While browsing BSpec I bumped into a note saying we need to tune these
values based on actual measurements done after initial enabling. I've
checked that it indeed improves things on BXT. I haven't checked this on
CHV, but here it is if someone wants to give it a go.

v2:
- Add note about the discrepancy wrt. to the spec in the formula
  calculating the credit encodings. (Mika, Ville)
- Move the WA comment to the new function. (Ville)
v3:
- Keep the comment about the SQC WA in the caller. (Ville)

CC: Ville Syrjälä <ville.syrjala@linux.intel.com>
CC: Mika Kuoppala <mika.kuoppala@intel.com>
Signed-off-by: Imre Deak <imre.deak@intel.com>
Reviewed-by: Ville Syrjälä <ville.syrjala@linux.intel.com>
---
 drivers/gpu/drm/i915/i915_reg.h |  6 ++++++
 drivers/gpu/drm/i915/intel_pm.c | 48 +++++++++++++++++++++++++++--------------
 2 files changed, 38 insertions(+), 16 deletions(-)

diff --git a/drivers/gpu/drm/i915/i915_reg.h b/drivers/gpu/drm/i915/i915_reg.h
index 543f440..54ce0b1 100644
--- a/drivers/gpu/drm/i915/i915_reg.h
+++ b/drivers/gpu/drm/i915/i915_reg.h
@@ -6091,6 +6091,12 @@ enum skl_disp_power_wells {
 #define  VLV_B0_WA_L3SQCREG1_VALUE		0x00D30000
 
 #define GEN8_L3SQCREG1				_MMIO(0xB100)
+/*
+ * Note that on CHV the following has an off-by-one error wrt. to BSpec.

§ Short exercise 1
Reproduce the i915 patch above verbatim, from its first line to its last.

§ Listed entries

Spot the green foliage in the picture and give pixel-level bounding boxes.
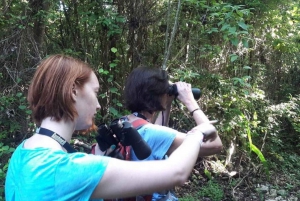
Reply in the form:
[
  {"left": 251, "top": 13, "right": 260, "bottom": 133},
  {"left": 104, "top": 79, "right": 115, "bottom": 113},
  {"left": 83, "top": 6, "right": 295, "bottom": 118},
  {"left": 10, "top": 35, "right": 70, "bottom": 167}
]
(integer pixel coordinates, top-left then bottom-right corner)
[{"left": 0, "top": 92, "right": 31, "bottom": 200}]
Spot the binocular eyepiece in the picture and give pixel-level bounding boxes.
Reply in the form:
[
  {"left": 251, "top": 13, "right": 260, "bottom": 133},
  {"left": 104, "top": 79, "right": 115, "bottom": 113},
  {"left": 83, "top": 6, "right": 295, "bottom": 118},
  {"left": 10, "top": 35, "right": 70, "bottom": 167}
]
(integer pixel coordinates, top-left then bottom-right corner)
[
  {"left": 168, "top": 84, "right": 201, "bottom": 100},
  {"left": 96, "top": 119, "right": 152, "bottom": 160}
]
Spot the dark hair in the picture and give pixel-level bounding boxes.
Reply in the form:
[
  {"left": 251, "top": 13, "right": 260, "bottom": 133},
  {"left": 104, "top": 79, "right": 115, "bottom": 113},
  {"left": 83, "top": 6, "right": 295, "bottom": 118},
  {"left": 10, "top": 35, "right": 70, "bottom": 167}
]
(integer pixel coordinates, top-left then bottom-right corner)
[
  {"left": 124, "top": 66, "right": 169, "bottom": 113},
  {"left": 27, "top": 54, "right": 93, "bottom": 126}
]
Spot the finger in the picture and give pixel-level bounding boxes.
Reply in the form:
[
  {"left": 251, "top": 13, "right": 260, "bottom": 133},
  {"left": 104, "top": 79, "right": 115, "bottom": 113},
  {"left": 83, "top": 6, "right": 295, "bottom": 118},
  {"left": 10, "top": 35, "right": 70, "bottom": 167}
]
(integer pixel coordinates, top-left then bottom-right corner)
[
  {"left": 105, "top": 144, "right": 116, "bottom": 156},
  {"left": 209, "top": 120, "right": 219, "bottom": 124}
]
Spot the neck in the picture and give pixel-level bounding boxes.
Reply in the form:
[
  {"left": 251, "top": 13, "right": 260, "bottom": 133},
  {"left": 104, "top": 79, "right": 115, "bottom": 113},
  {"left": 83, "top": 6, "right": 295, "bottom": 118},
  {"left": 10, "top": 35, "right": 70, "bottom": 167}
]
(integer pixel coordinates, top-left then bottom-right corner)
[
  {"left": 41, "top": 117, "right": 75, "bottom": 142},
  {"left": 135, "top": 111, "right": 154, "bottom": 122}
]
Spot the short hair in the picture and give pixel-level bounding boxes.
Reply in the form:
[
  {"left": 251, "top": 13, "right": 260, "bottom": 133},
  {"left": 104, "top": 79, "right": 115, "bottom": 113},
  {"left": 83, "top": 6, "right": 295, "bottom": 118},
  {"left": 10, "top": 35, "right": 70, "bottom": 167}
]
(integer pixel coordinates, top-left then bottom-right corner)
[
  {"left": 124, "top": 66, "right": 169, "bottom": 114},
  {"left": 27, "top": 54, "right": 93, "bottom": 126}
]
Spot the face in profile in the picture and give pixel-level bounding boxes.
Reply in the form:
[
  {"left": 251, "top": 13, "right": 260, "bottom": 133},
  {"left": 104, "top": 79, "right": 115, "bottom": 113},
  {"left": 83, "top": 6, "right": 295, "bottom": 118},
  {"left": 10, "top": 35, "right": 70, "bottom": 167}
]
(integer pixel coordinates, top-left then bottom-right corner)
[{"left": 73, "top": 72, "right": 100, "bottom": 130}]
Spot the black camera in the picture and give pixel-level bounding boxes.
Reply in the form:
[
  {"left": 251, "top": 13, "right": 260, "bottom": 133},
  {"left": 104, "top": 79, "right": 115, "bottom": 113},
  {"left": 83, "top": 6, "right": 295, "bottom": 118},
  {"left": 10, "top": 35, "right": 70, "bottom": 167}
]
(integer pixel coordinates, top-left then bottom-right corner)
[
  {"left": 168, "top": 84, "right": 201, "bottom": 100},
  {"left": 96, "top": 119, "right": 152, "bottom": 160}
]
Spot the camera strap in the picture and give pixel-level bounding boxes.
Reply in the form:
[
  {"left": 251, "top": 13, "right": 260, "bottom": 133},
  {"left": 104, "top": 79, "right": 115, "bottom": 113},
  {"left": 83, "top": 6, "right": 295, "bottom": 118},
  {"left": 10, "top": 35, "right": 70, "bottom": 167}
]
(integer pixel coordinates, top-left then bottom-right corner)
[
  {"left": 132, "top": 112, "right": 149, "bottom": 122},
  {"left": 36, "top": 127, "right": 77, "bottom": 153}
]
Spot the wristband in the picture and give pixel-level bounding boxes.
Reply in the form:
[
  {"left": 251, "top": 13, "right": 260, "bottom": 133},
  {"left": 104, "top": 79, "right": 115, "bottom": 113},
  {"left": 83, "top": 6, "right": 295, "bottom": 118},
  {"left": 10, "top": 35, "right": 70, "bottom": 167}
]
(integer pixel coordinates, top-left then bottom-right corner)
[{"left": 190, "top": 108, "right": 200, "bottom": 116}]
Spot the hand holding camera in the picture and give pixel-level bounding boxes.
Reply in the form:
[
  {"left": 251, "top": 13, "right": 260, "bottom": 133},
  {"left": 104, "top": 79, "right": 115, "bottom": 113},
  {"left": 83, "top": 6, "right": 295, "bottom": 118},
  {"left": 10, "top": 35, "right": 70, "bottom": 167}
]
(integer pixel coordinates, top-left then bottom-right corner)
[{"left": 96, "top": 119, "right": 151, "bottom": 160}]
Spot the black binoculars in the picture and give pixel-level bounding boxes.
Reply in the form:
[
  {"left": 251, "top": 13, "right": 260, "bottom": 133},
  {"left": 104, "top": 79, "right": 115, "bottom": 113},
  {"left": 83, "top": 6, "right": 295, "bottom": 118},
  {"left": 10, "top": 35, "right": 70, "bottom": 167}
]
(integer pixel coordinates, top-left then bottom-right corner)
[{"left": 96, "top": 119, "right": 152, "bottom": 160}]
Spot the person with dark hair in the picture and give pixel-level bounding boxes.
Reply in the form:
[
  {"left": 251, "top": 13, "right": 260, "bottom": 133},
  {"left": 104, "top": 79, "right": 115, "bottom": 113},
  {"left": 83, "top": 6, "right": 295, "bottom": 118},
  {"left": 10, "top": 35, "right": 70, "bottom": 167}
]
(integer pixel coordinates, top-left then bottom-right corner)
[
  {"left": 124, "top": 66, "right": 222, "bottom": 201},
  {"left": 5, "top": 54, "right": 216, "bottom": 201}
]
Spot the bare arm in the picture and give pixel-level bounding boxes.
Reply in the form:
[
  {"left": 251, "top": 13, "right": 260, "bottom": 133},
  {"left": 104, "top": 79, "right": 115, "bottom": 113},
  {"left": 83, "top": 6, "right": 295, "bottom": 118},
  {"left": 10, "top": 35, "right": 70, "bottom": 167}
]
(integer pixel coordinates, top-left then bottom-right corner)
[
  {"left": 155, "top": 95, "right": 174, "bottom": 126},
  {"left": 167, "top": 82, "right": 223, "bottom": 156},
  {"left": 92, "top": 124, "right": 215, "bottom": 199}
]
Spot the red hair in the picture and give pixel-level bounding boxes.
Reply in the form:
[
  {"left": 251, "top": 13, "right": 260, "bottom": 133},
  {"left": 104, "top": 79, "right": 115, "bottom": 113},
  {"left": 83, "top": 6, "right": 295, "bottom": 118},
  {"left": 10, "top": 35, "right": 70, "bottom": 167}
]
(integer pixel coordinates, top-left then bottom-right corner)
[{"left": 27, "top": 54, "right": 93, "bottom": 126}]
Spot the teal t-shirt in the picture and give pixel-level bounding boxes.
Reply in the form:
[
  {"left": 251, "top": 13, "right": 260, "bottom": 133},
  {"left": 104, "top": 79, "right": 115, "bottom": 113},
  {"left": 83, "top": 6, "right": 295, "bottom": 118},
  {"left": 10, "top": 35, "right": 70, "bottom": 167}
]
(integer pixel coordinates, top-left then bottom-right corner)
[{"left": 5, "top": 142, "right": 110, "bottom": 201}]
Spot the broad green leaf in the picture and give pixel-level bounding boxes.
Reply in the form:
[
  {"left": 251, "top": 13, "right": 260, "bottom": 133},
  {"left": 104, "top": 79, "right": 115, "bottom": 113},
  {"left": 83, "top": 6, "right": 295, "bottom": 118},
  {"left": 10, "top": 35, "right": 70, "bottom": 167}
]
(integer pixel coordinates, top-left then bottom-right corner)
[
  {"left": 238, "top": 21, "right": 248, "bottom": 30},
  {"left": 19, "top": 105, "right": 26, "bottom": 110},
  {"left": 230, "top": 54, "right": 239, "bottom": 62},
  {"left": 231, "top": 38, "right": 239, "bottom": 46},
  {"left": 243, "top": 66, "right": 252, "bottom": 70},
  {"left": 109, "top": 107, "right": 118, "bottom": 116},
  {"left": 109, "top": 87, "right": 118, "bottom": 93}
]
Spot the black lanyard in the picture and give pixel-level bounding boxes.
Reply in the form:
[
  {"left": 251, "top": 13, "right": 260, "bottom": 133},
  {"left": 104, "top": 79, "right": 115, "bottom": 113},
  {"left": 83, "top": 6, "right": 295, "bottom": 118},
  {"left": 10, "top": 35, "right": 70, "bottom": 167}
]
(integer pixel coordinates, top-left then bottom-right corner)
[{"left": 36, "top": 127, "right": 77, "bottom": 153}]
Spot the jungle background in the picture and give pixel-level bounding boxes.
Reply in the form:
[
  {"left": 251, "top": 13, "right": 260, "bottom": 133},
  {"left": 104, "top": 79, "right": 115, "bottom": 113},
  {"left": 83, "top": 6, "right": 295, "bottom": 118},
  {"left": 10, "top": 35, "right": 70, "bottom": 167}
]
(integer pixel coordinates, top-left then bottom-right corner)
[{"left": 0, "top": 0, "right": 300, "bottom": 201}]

---

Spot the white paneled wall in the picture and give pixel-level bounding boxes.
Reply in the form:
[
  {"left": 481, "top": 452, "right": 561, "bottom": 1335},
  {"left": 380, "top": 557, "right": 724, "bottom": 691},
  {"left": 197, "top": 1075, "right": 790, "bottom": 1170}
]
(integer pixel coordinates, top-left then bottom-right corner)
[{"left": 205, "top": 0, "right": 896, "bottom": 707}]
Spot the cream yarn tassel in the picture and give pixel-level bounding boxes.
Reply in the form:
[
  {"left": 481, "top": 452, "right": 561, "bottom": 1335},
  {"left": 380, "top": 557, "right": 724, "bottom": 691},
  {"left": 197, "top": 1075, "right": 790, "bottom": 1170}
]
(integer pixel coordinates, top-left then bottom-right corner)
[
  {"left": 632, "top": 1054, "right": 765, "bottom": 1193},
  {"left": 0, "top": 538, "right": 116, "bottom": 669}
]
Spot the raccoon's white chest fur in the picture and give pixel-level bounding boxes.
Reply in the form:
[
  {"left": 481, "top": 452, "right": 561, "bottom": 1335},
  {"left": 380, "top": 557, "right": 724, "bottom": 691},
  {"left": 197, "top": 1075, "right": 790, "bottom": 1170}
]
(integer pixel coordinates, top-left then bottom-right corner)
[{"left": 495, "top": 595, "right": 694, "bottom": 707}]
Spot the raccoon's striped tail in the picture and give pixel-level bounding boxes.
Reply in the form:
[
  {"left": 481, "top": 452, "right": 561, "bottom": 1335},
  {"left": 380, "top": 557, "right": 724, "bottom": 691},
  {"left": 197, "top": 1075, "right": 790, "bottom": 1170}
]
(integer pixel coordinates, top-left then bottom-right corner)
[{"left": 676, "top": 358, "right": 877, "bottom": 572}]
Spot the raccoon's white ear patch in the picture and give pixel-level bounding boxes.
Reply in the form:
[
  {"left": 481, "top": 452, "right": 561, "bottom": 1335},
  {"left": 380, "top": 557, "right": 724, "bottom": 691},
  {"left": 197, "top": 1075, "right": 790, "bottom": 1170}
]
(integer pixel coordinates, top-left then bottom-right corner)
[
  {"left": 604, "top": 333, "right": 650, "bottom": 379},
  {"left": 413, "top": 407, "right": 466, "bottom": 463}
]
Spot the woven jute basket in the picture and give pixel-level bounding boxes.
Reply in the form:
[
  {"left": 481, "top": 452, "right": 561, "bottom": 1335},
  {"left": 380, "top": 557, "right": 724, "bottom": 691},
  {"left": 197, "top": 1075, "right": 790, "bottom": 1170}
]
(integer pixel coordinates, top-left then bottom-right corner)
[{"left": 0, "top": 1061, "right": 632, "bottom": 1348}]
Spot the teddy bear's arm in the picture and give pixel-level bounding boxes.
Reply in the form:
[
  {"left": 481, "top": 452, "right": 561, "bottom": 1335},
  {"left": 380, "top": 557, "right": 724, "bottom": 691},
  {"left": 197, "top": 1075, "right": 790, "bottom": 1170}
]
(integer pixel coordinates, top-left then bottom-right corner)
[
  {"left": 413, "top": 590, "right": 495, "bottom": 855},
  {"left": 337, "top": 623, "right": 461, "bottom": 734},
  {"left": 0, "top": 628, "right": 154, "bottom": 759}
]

---

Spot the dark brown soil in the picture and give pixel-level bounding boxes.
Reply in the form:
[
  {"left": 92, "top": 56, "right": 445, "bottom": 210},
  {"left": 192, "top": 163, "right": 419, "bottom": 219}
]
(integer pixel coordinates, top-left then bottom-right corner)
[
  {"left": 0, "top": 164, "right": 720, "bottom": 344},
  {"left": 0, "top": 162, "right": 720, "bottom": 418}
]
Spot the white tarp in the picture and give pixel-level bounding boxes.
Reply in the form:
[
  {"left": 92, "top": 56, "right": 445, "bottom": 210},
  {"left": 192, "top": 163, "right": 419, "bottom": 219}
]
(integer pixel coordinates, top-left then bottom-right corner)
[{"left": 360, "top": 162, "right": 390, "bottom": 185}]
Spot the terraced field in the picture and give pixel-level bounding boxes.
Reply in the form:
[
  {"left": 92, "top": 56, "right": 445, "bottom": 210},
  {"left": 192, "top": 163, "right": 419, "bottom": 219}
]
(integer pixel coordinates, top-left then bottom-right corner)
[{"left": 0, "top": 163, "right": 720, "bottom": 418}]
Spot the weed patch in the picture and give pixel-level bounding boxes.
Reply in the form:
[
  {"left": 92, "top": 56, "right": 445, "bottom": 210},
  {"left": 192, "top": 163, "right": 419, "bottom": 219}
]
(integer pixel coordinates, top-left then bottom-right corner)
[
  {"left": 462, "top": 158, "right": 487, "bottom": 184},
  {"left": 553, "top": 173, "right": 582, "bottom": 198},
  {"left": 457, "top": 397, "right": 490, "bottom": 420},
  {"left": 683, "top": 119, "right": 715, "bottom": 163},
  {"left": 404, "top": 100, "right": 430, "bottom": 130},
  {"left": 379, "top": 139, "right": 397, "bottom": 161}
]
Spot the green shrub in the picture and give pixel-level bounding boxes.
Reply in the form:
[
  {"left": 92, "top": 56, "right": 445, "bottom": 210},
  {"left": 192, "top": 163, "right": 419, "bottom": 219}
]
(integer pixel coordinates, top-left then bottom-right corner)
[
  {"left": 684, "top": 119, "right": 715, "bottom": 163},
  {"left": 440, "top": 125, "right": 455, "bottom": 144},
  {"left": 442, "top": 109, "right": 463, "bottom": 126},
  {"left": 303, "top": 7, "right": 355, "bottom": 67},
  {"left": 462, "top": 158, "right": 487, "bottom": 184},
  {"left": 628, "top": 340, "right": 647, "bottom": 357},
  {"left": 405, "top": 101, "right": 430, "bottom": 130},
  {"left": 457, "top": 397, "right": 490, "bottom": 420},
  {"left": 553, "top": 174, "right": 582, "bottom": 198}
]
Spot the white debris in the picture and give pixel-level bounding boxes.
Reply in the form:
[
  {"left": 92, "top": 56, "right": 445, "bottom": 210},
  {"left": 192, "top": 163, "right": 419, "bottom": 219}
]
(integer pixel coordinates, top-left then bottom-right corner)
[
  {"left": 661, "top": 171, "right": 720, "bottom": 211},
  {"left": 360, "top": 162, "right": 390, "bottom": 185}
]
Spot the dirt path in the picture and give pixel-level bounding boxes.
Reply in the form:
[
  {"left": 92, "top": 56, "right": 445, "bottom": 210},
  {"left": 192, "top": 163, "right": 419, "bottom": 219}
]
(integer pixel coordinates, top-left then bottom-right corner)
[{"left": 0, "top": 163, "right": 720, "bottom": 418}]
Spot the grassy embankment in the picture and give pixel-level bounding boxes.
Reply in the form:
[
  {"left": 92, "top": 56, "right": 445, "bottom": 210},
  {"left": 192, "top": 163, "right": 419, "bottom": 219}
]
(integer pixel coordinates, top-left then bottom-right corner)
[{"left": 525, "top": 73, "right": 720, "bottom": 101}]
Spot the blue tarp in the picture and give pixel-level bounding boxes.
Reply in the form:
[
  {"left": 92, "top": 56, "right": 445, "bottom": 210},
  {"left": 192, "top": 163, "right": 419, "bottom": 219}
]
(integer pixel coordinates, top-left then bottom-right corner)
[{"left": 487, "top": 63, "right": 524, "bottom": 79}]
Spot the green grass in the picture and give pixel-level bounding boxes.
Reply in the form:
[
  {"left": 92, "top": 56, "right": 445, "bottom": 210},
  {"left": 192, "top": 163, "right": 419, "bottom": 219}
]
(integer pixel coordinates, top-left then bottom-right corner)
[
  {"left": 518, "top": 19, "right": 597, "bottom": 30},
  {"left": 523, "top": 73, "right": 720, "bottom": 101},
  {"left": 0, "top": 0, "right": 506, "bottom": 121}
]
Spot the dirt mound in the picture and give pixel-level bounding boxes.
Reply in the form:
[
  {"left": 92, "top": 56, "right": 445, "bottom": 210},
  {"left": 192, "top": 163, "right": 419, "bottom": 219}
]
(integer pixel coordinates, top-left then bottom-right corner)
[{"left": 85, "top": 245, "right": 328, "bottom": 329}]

§ Short exercise 2
Pull out every line of the records that contains the string "raccoon", matching case exactly.

§ Correct output 1
While browsing BSpec I bumped into a note saying we need to tune these
values based on actual measurements done after initial enabling. I've
checked that it indeed improves things on BXT. I haven't checked this on
CHV, but here it is if someone wants to give it a go.

v2:
- Add note about the discrepancy wrt. to the spec in the formula
  calculating the credit encodings. (Mika, Ville)
- Move the WA comment to the new function. (Ville)
v3:
- Keep the comment about the SQC WA in the caller. (Ville)

CC: Ville Syrjälä <ville.syrjala@linux.intel.com>
CC: Mika Kuoppala <mika.kuoppala@intel.com>
Signed-off-by: Imre Deak <imre.deak@intel.com>
Reviewed-by: Ville Syrjälä <ville.syrjala@linux.intel.com>
---
 drivers/gpu/drm/i915/i915_reg.h |  6 ++++++
 drivers/gpu/drm/i915/intel_pm.c | 48 +++++++++++++++++++++++++++--------------
 2 files changed, 38 insertions(+), 16 deletions(-)

diff --git a/drivers/gpu/drm/i915/i915_reg.h b/drivers/gpu/drm/i915/i915_reg.h
index 543f440..54ce0b1 100644
--- a/drivers/gpu/drm/i915/i915_reg.h
+++ b/drivers/gpu/drm/i915/i915_reg.h
@@ -6091,6 +6091,12 @@ enum skl_disp_power_wells {
 #define  VLV_B0_WA_L3SQCREG1_VALUE		0x00D30000
 
 #define GEN8_L3SQCREG1				_MMIO(0xB100)
+/*
+ * Note that on CHV the following has an off-by-one error wrt. to BSpec.

§ Correct output 2
Spot the raccoon's white chest fur in the picture and give pixel-level bounding boxes.
Spot the raccoon's striped tail in the picture and give pixel-level bounding boxes.
Spot the raccoon's white ear patch in the picture and give pixel-level bounding boxes.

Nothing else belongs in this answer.